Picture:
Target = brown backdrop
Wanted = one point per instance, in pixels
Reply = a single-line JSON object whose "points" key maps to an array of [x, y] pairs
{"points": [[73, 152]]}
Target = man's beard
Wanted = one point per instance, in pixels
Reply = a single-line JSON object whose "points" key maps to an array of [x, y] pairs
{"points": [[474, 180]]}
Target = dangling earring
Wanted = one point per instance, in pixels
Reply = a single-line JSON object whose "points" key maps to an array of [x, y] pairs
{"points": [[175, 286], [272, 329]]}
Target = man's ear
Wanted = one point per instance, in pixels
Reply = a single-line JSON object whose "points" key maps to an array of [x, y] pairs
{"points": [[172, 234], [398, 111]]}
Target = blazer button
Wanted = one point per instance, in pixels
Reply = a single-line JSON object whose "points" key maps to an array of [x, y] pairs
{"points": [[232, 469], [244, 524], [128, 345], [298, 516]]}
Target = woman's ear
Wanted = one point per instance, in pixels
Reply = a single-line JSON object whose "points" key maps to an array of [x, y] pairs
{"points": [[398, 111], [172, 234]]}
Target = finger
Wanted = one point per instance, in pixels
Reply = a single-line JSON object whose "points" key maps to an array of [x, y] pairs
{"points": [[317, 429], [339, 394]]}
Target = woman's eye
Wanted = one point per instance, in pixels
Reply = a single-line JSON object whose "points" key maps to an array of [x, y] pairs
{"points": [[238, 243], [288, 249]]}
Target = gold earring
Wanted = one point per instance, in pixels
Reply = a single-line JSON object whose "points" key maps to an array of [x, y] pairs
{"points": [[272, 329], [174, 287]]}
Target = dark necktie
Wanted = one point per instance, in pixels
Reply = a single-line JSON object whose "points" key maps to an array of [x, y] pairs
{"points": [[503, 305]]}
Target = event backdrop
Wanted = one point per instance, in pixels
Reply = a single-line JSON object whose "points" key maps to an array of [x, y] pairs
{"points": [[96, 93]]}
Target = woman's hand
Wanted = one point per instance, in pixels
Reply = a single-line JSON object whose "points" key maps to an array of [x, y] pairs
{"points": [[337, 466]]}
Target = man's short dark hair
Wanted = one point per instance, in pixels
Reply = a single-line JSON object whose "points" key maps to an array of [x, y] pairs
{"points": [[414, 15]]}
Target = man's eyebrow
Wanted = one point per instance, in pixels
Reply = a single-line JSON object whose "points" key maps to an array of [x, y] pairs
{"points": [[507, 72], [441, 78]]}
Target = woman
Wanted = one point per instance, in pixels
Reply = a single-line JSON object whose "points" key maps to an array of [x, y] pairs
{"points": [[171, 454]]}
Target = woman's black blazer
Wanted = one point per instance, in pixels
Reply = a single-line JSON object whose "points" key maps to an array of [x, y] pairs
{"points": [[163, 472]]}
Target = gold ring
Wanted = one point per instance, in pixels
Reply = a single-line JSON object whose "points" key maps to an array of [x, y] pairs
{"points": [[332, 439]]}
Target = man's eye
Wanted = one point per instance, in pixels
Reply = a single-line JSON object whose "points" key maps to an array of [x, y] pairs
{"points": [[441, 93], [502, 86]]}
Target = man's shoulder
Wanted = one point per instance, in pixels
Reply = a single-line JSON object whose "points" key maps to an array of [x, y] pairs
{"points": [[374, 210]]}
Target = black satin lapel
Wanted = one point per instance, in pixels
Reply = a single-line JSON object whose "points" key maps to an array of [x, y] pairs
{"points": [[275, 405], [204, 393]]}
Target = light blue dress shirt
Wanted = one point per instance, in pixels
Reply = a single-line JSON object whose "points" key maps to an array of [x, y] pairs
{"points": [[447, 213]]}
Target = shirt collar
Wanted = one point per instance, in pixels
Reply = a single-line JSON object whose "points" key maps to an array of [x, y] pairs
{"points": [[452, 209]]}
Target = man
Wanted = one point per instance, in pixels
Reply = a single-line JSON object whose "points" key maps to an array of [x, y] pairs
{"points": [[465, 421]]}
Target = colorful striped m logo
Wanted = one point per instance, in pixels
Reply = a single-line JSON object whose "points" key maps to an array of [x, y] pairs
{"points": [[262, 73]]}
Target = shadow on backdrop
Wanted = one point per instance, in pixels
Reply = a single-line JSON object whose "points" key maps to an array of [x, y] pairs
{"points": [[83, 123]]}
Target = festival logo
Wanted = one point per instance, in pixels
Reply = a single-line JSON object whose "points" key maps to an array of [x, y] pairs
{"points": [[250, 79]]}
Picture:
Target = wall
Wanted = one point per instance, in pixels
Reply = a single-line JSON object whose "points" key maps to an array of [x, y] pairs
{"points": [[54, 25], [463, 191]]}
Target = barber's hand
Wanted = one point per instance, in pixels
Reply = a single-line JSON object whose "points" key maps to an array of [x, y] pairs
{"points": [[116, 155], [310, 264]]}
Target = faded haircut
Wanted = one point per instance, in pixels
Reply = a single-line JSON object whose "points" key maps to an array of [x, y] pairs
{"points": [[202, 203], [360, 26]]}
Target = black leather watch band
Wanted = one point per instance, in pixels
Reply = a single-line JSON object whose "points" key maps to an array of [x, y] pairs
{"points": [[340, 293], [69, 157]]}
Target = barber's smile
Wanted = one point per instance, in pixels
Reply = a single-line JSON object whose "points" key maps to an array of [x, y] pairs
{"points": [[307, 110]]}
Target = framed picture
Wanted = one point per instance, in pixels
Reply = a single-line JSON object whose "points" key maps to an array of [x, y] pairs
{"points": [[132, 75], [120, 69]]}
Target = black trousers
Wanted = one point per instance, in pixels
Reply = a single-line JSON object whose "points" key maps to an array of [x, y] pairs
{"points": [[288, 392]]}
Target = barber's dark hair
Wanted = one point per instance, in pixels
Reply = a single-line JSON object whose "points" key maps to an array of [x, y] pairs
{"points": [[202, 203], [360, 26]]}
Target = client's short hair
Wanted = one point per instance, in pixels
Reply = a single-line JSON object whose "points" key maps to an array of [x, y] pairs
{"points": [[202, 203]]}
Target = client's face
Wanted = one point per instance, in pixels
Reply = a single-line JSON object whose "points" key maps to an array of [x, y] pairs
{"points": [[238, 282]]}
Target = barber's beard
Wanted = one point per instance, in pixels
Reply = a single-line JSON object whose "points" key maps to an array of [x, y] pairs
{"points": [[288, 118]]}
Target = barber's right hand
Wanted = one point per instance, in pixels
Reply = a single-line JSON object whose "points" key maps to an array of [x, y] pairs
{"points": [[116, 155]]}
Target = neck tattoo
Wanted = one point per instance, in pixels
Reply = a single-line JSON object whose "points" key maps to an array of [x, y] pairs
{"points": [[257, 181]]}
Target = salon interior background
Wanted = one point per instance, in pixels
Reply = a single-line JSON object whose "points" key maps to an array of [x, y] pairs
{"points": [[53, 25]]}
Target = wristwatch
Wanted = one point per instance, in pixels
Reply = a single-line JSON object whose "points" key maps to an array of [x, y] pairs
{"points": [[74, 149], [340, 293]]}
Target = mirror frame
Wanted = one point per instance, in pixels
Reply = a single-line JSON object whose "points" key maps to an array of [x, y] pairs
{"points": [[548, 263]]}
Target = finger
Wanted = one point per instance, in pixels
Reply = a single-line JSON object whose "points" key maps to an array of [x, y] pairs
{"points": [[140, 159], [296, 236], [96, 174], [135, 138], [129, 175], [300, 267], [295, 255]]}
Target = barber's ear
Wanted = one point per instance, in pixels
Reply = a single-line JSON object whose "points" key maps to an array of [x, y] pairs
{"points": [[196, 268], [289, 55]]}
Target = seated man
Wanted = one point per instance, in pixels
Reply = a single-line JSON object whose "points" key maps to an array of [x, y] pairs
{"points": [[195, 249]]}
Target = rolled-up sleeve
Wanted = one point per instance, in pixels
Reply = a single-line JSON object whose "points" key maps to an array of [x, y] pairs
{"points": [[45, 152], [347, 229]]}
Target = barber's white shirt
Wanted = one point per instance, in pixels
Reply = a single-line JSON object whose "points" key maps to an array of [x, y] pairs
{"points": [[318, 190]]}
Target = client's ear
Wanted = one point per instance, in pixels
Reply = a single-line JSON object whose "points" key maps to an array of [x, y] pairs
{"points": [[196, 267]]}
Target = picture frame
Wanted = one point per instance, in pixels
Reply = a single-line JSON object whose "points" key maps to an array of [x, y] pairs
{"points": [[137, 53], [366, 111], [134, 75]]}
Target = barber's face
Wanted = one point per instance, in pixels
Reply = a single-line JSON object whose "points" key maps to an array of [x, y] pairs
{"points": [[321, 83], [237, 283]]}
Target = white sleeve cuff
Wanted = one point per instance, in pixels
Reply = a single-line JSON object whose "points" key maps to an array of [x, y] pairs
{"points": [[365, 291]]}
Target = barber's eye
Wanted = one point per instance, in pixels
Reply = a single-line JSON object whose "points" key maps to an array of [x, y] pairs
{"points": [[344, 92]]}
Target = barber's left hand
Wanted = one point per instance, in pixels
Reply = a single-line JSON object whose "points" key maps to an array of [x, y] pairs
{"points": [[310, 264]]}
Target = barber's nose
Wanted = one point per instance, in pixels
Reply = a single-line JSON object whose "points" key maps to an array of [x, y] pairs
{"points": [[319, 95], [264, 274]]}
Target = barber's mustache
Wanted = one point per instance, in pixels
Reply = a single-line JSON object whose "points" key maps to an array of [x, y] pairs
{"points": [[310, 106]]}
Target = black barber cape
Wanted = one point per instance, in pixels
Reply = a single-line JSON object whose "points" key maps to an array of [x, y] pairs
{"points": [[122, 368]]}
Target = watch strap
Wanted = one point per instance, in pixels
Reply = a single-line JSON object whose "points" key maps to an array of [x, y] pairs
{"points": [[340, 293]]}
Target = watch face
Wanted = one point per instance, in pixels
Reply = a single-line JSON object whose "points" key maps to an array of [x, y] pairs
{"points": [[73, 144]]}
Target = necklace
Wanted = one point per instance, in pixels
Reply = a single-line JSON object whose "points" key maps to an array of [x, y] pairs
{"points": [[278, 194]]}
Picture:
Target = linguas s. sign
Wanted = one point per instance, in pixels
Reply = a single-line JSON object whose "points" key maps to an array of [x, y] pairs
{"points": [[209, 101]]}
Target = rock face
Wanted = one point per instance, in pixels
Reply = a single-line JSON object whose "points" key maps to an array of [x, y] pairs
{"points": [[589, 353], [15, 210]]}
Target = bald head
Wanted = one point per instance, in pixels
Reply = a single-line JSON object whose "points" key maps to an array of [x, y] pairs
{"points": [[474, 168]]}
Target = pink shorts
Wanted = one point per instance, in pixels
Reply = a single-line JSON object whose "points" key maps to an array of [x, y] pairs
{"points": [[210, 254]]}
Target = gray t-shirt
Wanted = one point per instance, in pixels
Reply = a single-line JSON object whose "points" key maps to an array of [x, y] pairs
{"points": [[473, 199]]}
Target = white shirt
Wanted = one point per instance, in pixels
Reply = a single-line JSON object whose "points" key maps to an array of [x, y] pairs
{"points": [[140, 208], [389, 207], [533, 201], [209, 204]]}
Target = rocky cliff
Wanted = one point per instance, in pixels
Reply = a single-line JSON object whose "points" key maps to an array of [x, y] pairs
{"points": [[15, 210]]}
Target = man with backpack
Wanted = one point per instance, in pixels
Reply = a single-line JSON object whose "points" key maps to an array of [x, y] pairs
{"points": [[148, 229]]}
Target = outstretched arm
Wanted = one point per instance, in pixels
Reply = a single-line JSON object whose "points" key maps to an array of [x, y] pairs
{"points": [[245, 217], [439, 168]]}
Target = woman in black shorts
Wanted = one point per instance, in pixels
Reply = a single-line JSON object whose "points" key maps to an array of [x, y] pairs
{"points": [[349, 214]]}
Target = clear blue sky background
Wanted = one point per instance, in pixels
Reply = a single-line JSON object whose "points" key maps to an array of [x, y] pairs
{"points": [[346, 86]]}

=== Aim of the task ===
Can you add 39 to every pixel coordinate in the answers and write out all lines again, requests included, beginning at the line that has "Target = white shirt" and stopping after the last line of the entries?

=== Answer to the task ===
Target = white shirt
Wanted = one point per instance, in pixels
Reply = a single-line JSON object whose "points" key maps to an array of [x, y] pairs
{"points": [[179, 247], [428, 246], [572, 240], [248, 243]]}
Target = rocky cliff
Wanted = one point per instance, in pixels
Reply = a single-line JSON object whose "points" key maps to an array of [x, y] pairs
{"points": [[54, 249]]}
Target = man with backpack
Wanted = one point per instance, in pixels
Reply = a single-line JSON object whose "points" key maps to an array of [x, y] pairs
{"points": [[187, 268]]}
Target = outstretched arm
Wanted = one point per instance, in pixels
Reply = a single-line JSON object whose "points" key maps to an array of [x, y] pairs
{"points": [[284, 256], [478, 207]]}
Target = woman in black shorts
Wanted = one point per instance, in pixels
Reply = a single-line JSON object whose "points" key maps to an array of [x, y] pairs
{"points": [[388, 253]]}
Target = clear blue sky background
Wanted = one point per instance, in pixels
Reply = a single-line JSON object whose "points" key maps to an array of [x, y] pairs
{"points": [[385, 125]]}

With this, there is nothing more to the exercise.